--- Supplied material ---

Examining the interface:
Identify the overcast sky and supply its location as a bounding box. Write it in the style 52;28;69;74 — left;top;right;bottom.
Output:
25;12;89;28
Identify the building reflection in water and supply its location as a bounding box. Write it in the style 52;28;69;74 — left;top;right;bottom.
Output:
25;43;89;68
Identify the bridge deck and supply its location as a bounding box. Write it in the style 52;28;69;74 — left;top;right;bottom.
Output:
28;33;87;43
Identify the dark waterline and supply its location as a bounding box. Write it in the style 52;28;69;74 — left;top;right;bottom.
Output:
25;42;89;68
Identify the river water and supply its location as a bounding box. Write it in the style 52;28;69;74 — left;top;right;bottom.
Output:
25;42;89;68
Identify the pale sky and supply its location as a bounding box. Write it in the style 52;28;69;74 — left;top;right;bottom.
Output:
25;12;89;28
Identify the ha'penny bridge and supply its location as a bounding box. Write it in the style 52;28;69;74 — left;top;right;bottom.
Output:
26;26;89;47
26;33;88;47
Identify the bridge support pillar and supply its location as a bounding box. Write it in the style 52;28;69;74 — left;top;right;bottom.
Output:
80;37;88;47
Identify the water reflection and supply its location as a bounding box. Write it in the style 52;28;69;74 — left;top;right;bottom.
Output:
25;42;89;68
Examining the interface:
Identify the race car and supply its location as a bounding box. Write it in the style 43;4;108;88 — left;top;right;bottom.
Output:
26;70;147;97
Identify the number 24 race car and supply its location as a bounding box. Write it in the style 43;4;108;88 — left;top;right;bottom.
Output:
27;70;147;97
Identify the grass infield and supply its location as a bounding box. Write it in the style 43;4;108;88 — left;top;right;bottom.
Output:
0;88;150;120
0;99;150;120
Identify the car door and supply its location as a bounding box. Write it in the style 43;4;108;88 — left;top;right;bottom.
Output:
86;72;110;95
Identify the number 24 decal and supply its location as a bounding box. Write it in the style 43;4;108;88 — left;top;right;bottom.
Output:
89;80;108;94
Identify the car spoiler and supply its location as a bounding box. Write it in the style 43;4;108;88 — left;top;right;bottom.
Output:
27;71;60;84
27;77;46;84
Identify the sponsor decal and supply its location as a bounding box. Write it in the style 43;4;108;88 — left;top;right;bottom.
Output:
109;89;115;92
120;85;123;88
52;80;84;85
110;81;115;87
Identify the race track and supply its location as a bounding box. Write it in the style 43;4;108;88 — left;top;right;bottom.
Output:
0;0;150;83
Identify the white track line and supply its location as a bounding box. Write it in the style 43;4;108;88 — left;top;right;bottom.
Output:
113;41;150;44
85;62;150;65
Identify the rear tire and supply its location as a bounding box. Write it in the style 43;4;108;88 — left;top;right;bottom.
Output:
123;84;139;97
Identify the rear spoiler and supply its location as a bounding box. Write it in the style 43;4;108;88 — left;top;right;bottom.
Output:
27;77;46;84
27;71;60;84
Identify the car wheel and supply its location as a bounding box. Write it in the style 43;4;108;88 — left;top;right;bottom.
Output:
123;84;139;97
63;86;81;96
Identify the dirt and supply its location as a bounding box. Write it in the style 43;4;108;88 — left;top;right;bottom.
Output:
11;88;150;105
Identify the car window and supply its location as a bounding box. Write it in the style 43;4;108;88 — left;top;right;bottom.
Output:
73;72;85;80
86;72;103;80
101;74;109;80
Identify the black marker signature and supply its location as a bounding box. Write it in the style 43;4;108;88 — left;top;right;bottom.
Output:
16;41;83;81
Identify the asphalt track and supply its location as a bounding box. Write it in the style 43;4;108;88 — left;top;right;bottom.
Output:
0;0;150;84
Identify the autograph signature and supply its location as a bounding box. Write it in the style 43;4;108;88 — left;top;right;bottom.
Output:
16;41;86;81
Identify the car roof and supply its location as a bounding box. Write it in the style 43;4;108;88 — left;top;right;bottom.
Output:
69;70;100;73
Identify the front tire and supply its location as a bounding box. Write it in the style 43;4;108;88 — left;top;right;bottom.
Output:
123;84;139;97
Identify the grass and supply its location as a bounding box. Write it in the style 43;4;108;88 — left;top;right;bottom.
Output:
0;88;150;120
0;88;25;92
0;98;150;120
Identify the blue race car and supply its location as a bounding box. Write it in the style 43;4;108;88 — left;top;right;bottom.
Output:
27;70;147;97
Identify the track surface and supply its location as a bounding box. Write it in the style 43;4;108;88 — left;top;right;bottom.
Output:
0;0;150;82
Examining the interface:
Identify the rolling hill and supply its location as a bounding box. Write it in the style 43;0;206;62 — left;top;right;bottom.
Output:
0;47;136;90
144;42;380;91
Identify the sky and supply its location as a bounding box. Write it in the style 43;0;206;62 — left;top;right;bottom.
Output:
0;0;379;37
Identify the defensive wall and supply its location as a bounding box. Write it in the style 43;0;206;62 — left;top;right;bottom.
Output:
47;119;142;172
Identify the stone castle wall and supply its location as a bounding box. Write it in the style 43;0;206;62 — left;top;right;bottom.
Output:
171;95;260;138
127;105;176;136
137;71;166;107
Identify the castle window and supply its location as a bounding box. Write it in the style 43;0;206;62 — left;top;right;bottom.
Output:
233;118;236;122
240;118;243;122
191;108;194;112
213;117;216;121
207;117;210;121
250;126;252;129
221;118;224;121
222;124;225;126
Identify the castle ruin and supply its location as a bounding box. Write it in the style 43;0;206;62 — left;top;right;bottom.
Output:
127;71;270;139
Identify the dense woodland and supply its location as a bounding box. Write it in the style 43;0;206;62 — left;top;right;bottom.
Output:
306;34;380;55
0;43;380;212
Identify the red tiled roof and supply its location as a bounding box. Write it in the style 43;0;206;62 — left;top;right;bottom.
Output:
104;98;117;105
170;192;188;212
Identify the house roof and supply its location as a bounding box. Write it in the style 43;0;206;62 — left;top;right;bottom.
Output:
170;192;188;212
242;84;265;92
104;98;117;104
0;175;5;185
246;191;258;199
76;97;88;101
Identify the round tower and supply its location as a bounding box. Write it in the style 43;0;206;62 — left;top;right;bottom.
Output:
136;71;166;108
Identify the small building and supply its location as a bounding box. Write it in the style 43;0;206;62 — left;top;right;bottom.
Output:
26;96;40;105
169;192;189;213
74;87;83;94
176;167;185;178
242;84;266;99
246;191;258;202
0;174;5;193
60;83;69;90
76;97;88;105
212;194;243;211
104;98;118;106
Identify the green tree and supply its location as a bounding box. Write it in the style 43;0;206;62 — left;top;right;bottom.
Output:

---

- **What the task asks**
Every record should be printed again exactly as it reads.

- **Expected output**
Examining the interface:
Identify the overcast sky and supply its location as a bounding box. Write it in the style 52;28;69;74 — left;top;right;bottom.
Output:
25;12;89;28
Identify the building reflection in water and supply its location as a bounding box. Write it in the style 52;28;69;74 — left;top;right;bottom.
Output:
25;43;89;68
Identify the bridge deck and supply its location as a bounding box. Write it in the style 52;28;69;74 — left;top;right;bottom.
Output:
28;33;87;43
Identify the dark waterline and supply its location as a bounding box. Write it in the style 52;28;69;74 — left;top;right;bottom.
Output:
25;42;89;68
Identify the river water and supply its location as a bounding box. Write it in the style 52;28;69;74 — left;top;right;bottom.
Output:
25;42;89;68
Identify the pale sky and supply its location as a bounding box. Write it in the style 52;28;69;74 — left;top;right;bottom.
Output:
25;12;89;28
Identify the ha'penny bridge and supply its location as a bounding box. Write it in the style 52;28;69;74 — left;top;right;bottom.
Output:
26;26;89;47
26;33;88;47
Identify the bridge support pillar and supply its location as a bounding box. Write it in the style 52;28;69;74 — left;top;right;bottom.
Output:
80;37;88;47
Identify the water reflection and supply its location as a bounding box. Write it in the style 52;28;69;74 — left;top;right;bottom.
Output:
25;42;89;68
Examining the interface:
Identify the race car and supply its location as a bounding box. Write it in the style 43;4;108;88 — left;top;right;bottom.
Output:
26;70;147;97
Identify the number 24 race car and supply its location as a bounding box. Write it in the style 43;4;108;88 — left;top;right;bottom.
Output:
27;70;147;97
Identify the grass infield and supply its location as a bounding box. Write it in the style 43;4;108;88 — left;top;right;bottom.
Output:
0;88;150;120
0;99;150;120
Identify the car door and supply its location as a bounding box. Write it in the style 43;4;108;88 — left;top;right;bottom.
Output:
86;72;110;95
Identify the number 24 decal and supply its location as a bounding box. Write it in the style 43;4;108;88 — left;top;right;bottom.
Output:
89;80;108;94
Identify the car spoiler and supply its location as a bounding box. Write it in the style 43;4;108;88 — left;top;right;bottom.
Output:
27;71;60;84
27;77;46;84
Identify the sponsor decal and supply its location as a bounding box. Write it in the style 43;4;108;88 — left;top;right;bottom.
Output:
109;89;115;92
120;85;123;88
52;80;84;85
110;81;115;87
Identify the race track and supply its location as a bounding box. Write it in the style 43;4;108;88 — left;top;right;bottom.
Output:
0;0;150;83
Identify the white track line and supply its location as a bounding box. Write it in the style 43;4;108;88 — left;top;right;bottom.
Output:
113;41;150;44
85;62;150;65
Identify the rear tire and supply its location as a bounding box. Write it in the style 43;4;108;88 — left;top;right;bottom.
Output:
123;84;139;97
Identify the rear spoiler and supply its location as a bounding box. Write it in the style 43;4;108;88 — left;top;right;bottom.
Output:
27;77;46;84
27;71;60;84
Identify the car wheel and supply its location as a bounding box. Write it in the style 43;4;108;88 — left;top;right;bottom.
Output:
123;84;139;97
63;86;81;96
Identify the dirt and supply its location as a bounding box. Write it in the style 43;4;108;88 — left;top;right;bottom.
Output:
11;88;150;105
Identify the car window and supply its location as a bounding box. Write it in the style 43;4;108;88 — left;top;right;bottom.
Output:
73;72;85;80
86;72;103;80
101;74;109;80
Identify the black marker signature and supply its location as a bounding box. Write it in the style 43;4;108;88 — left;top;right;bottom.
Output:
16;41;83;81
Identify the asphalt track and supply its location as a bounding box. Write it in the style 43;4;108;88 — left;top;right;bottom.
Output:
0;0;150;84
Identify the autograph signature and supply its location as a bounding box. Write it in the style 43;4;108;88 — left;top;right;bottom.
Output:
16;41;86;81
Identify the car roof and supply its location as a bounding box. Write it in the style 43;4;108;88 — left;top;right;bottom.
Output:
69;70;100;73
Identify the front tire and supply its location as a bounding box. Write it in the style 43;4;108;88 — left;top;right;bottom.
Output:
123;84;139;97
Identify the grass and supply its location as a bounding box. Write it in the style 43;4;108;88 — left;top;right;bottom.
Output:
0;88;150;120
0;88;25;92
0;98;150;120
Identify the blue race car and supply its location as a bounding box. Write it in the style 43;4;108;88 — left;top;right;bottom.
Output:
27;70;147;97
Identify the track surface and supply its location as a bounding box. Write it in the style 43;4;108;88 — left;top;right;bottom.
Output:
0;0;150;82
Examining the interface:
Identify the rolling hill and supply its location as a bounding box. Write it in the style 43;0;206;62 — left;top;right;bottom.
Output:
0;47;136;90
144;42;380;91
Identify the sky and supply its location as a bounding box. Write it in the style 43;0;206;62 — left;top;right;bottom.
Output:
0;0;379;37
Identify the defensive wall and supply its location as a bounding box. Write it in the style 43;0;206;62 — left;top;right;bottom.
Output:
47;119;142;172
Identify the stone castle wall and supply its location as a bounding box. Write it in the style 43;0;206;62 — left;top;right;bottom.
Output:
171;95;260;138
127;105;176;136
137;71;166;107
Identify the castle window and supply its location as a bounding box. Write it in the style 43;0;206;62 — left;top;right;bottom.
Output:
233;118;236;122
240;118;243;122
191;108;194;112
213;117;216;121
207;117;210;121
250;126;252;129
221;118;224;121
222;124;225;126
Identify the castle ruin and supply its location as a bounding box. Write it in the style 43;0;206;62 — left;top;right;bottom.
Output:
127;71;270;139
Identify the dense woodland and supply its location as a bounding box. Write it in the style 43;0;206;62 — left;top;right;bottom.
Output:
306;34;380;55
0;43;380;212
Identify the red tiled roof and supply its location as a bounding box. Write it in the style 43;0;206;62 — left;top;right;bottom.
Output:
104;98;117;105
170;192;188;212
Identify the house roof and supply its location as a bounding box. Write it in the style 43;0;206;62 — left;top;right;bottom.
Output:
170;192;188;212
242;84;265;92
104;98;117;104
0;175;5;185
246;191;258;199
76;97;88;101
Identify the round tower and supply its location as a bounding box. Write it in the style 43;0;206;62 — left;top;right;bottom.
Output:
136;71;166;108
Identify the small building and supply its location as a bounding box. Write it in the style 43;0;206;62 — left;top;right;bottom.
Output:
26;96;40;105
169;192;189;213
74;87;83;94
176;167;185;178
242;84;266;99
246;191;258;202
0;174;5;193
60;83;69;90
76;97;88;105
212;194;243;211
104;98;118;106
Identify the green tree and supply its location as a bounding box. Write it in the style 43;0;206;62 — left;top;right;bottom.
Output:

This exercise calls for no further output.